**Dataset entries**
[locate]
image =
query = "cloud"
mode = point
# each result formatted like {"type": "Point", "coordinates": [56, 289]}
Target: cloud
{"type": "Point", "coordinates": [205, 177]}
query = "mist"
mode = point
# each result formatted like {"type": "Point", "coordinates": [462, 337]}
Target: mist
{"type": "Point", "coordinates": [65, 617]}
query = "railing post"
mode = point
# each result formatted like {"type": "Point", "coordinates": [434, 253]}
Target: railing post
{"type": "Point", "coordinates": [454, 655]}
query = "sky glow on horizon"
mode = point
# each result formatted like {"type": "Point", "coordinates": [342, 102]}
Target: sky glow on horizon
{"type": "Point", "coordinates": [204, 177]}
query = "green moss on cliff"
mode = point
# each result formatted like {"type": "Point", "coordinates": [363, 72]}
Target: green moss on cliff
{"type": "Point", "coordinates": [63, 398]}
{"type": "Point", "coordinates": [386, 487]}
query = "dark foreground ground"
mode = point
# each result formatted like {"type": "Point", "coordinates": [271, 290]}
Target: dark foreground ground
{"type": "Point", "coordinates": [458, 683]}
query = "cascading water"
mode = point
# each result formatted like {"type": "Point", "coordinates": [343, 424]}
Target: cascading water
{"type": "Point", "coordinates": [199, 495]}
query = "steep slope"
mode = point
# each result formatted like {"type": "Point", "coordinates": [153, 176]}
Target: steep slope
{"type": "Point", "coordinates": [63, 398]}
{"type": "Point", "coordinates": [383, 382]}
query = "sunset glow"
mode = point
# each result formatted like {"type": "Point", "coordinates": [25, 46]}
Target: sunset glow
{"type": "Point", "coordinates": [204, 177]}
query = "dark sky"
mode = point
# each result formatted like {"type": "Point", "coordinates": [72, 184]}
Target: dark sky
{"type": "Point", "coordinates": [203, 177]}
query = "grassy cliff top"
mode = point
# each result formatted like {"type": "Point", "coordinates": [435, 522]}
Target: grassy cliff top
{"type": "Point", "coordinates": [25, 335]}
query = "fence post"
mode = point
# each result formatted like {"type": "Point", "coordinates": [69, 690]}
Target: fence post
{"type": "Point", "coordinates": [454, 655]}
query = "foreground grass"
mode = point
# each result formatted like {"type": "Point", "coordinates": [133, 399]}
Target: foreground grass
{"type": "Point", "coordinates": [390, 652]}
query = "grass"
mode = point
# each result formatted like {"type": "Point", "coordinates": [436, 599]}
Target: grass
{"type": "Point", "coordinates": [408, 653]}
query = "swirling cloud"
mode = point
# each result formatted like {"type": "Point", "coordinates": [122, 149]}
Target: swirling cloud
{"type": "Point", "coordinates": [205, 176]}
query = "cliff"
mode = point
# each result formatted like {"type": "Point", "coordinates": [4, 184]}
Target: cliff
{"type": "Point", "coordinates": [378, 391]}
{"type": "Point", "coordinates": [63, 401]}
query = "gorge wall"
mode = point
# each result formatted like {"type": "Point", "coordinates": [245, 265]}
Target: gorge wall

**Description of the task**
Your output should match the records above word for word.

**Problem solution**
[locate]
image =
query = "cloud"
mode = point
# each result formatted like {"type": "Point", "coordinates": [56, 289]}
Target: cloud
{"type": "Point", "coordinates": [205, 177]}
query = "mist"
mode = point
# each result formatted like {"type": "Point", "coordinates": [462, 337]}
Target: mist
{"type": "Point", "coordinates": [65, 617]}
query = "railing post"
mode = point
# each result formatted like {"type": "Point", "coordinates": [434, 253]}
Target: railing post
{"type": "Point", "coordinates": [454, 655]}
query = "sky glow on horizon"
mode = point
# each result formatted like {"type": "Point", "coordinates": [342, 102]}
Target: sky glow on horizon
{"type": "Point", "coordinates": [204, 177]}
query = "green moss on cliff"
mode = point
# each result formatted like {"type": "Point", "coordinates": [363, 72]}
Target: green moss on cliff
{"type": "Point", "coordinates": [63, 398]}
{"type": "Point", "coordinates": [386, 487]}
query = "dark foreground ground"
mode = point
# each result formatted like {"type": "Point", "coordinates": [271, 290]}
Target: dark foreground ground
{"type": "Point", "coordinates": [458, 683]}
query = "cascading water"
mode = point
# each result formatted like {"type": "Point", "coordinates": [343, 424]}
Target: cascading water
{"type": "Point", "coordinates": [199, 495]}
query = "steep slope"
mode = point
# each result formatted like {"type": "Point", "coordinates": [153, 176]}
Target: steep slope
{"type": "Point", "coordinates": [63, 398]}
{"type": "Point", "coordinates": [383, 382]}
query = "sunset glow"
mode = point
# each result formatted like {"type": "Point", "coordinates": [25, 46]}
Target: sunset glow
{"type": "Point", "coordinates": [204, 177]}
query = "dark sky"
mode = point
# each result formatted like {"type": "Point", "coordinates": [72, 184]}
Target: dark sky
{"type": "Point", "coordinates": [203, 177]}
query = "grassy cliff top"
mode = point
# each result formatted like {"type": "Point", "coordinates": [435, 522]}
Target: grassy cliff top
{"type": "Point", "coordinates": [25, 335]}
query = "fence post"
mode = point
# each result formatted like {"type": "Point", "coordinates": [69, 690]}
Target: fence post
{"type": "Point", "coordinates": [454, 655]}
query = "foreground grass"
mode = point
# each result formatted like {"type": "Point", "coordinates": [133, 399]}
Target: foreground grass
{"type": "Point", "coordinates": [390, 652]}
query = "grass"
mode = point
# each result formatted like {"type": "Point", "coordinates": [436, 599]}
Target: grass
{"type": "Point", "coordinates": [408, 653]}
query = "swirling cloud"
mode = point
# each result formatted like {"type": "Point", "coordinates": [122, 149]}
Target: swirling cloud
{"type": "Point", "coordinates": [205, 176]}
query = "cliff"
mode = point
# each result formatted like {"type": "Point", "coordinates": [4, 184]}
Target: cliff
{"type": "Point", "coordinates": [378, 391]}
{"type": "Point", "coordinates": [63, 401]}
query = "gorge wall"
mode = point
# each result formatted like {"type": "Point", "coordinates": [245, 265]}
Target: gorge wall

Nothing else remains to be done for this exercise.